The weird world of celebrity diets

Book Cover Handout of I'll Have What She's Having, by Rebecca Harrington, published by Virago. See PA Feature BOOK Harrington. Picture credit should read: PA Photo/Virago. WARNING: This picture must only be used to accompany PA Feature BOOK Harrington.
Book Cover Handout of I'll Have What She's Having, by Rebecca Harrington, published by Virago. See PA Feature BOOK Harrington. Picture credit should read: PA Photo/Virago. WARNING: This picture must only be used to accompany PA Feature BOOK Harrington.

Bookshelves are now groaning under the weight of new diet books, as a raft of celebrities offer advice on how to minimise those curves and reach so-called physical perfection.

Liz Earle’s telling us to juice, Davina McCall’s banishing sugar, while TV presenter Anna Richardson uses psychology to help us master our muffin tops, all in new books.

Every year, we gorge on advice from the rich and famous, from Gwyneth Paltrow and Cameron Diaz to Victoria Beckham and Miranda Kerr, as to how we can achieve their enviable physiques.

Serial dieter, New Yorker Rebecca Harrington has tried them all, from the weird concoctions Elizabeth Taylor would consume to retain her hourglass figure, to the ‘sea vegetables’ Madonna existed on and the ‘salt water flush’ she used to channel her inner Beyonce.

Information given
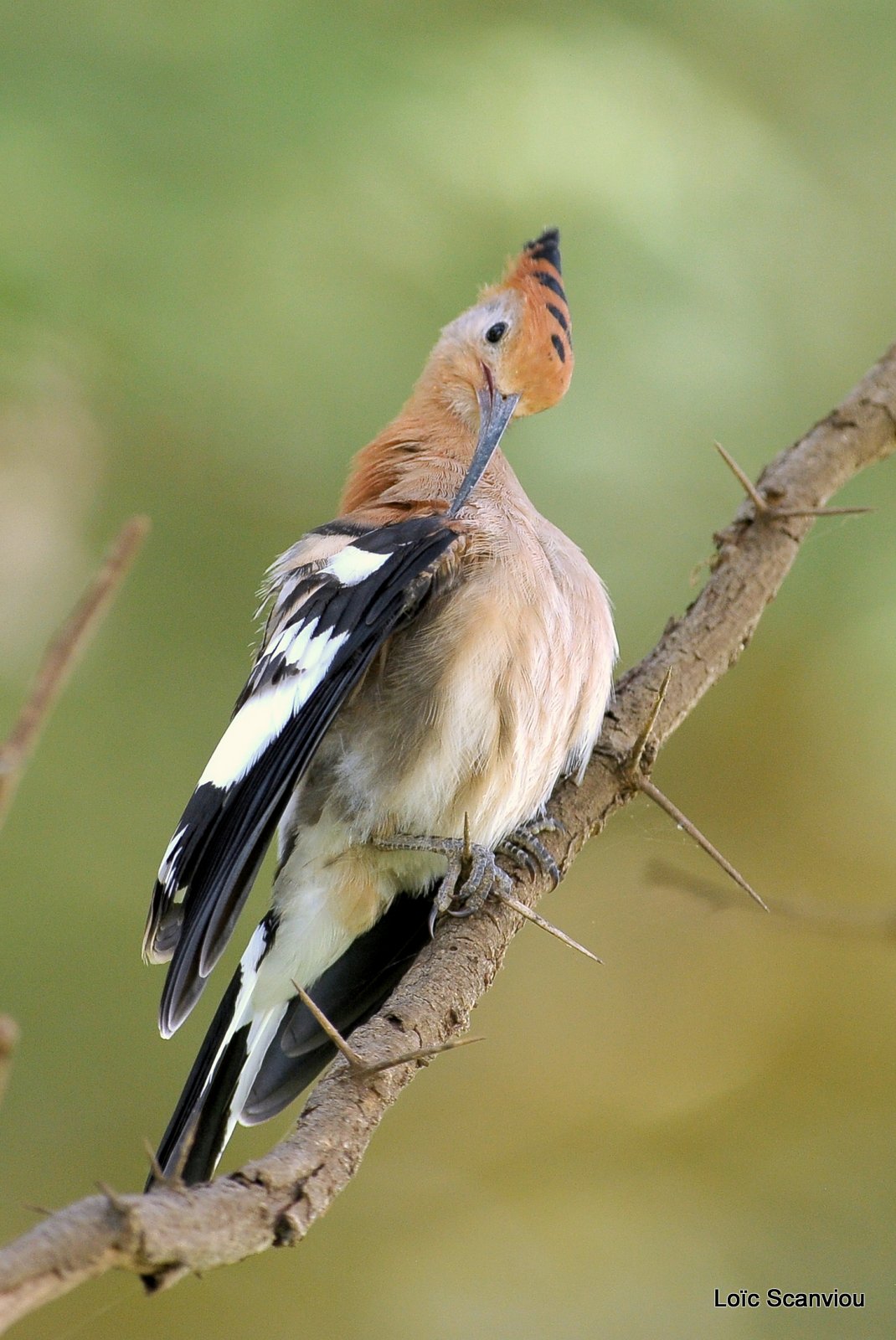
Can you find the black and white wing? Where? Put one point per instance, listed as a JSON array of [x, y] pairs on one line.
[[337, 596]]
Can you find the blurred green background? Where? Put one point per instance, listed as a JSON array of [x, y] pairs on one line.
[[229, 234]]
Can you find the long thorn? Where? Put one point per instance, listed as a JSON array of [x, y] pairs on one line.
[[755, 497], [693, 831], [357, 1062], [781, 513], [643, 734], [418, 1054], [819, 511], [512, 901]]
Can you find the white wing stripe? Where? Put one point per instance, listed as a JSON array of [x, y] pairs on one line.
[[261, 719], [353, 564]]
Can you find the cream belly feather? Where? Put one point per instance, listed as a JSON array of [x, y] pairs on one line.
[[477, 714]]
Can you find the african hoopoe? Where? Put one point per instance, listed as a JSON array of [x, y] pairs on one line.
[[437, 657]]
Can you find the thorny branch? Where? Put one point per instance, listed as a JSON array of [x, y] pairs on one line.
[[62, 653], [277, 1198]]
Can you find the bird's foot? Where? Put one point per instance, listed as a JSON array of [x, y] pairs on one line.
[[525, 848], [471, 877]]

Problems to solve
(1) Using the celebrity diets article above, decide whether each statement agrees with it. Answer yes or no for each, and quote the words of the article that decide it.
(a) Davina McCall's new book tells readers to juice.
(b) Rebecca Harrington lives in New York.
(c) I'll Have What She's Having is published by Virago.
(2) Write the next part of the celebrity diets article, beginning right after its final sentence.

Responses in order
(1)
(a) No: "Liz Earle’s telling us to juice, Davina McCall’s banishing sugar"
(b) Yes: "New Yorker Rebecca Harrington"
(c) Yes: "by Rebecca Harrington, published by Virago"

(2)
Today, Harrington, 29, is the same size she has been for a while – she won’t reveal her weight or her dress size – but she stresses that with every celebrity diet she’s tried, she put any weight she lost back on again immediately afterwards.

Now, she has rustled up I’ll Have What She’s Having, a witty, tongue-in-cheek book which charts her experiences of the weird and wonderful celebrity diets she has followed and the effects they had on her – a mix of fainting spells, spots and potential salmonella.

“When you Google celebrities, you get celebrity diets at the top of the page. Almost everyone famous provides an eating plan, so it was an easy one to follow,” says the journalist and author.

“I think that Gwyneth Paltrow’s diet is a really good one, if you’re a millionaire, because all the ingredients cost so much, but a lot of the older celebrities followed regimes that were really gross. In many cases, dieting is just making normal food disgusting.”

She cites the late Hollywood star Elizabeth Taylor, who would take a potentially delicious fillet steak and place it on a piece of bread slathered with peanut butter. Harrington tried it but couldn’t eat the concoction, despite being starving hungry.

“The steak’s juices mix with the peanut butter in an unappealing, oily way. I have three bites then throw the rest out,” she recalls.

Legendary Thirties actress Greta Garbo dieted throughout her life, loved fad diets and was a great follower of self-styled ‘doctor of natural science’ Gayelord Hauser, nutritionist to the stars. Harrington found her regime strange, to say the least.

“Some publications even speculated that the two were having an affair based around their shared love of disgusting food,” Harrington observes.

She tried to follow Hauser’s principals - he believed that if you fuel your body with ‘wonder foods’, such as brewer’s yeast, wheat germ and molasses, you would live to be 100.

But finding edible yeast in the shops was difficult, although she found some in a health food store which she could sprinkle on cereal.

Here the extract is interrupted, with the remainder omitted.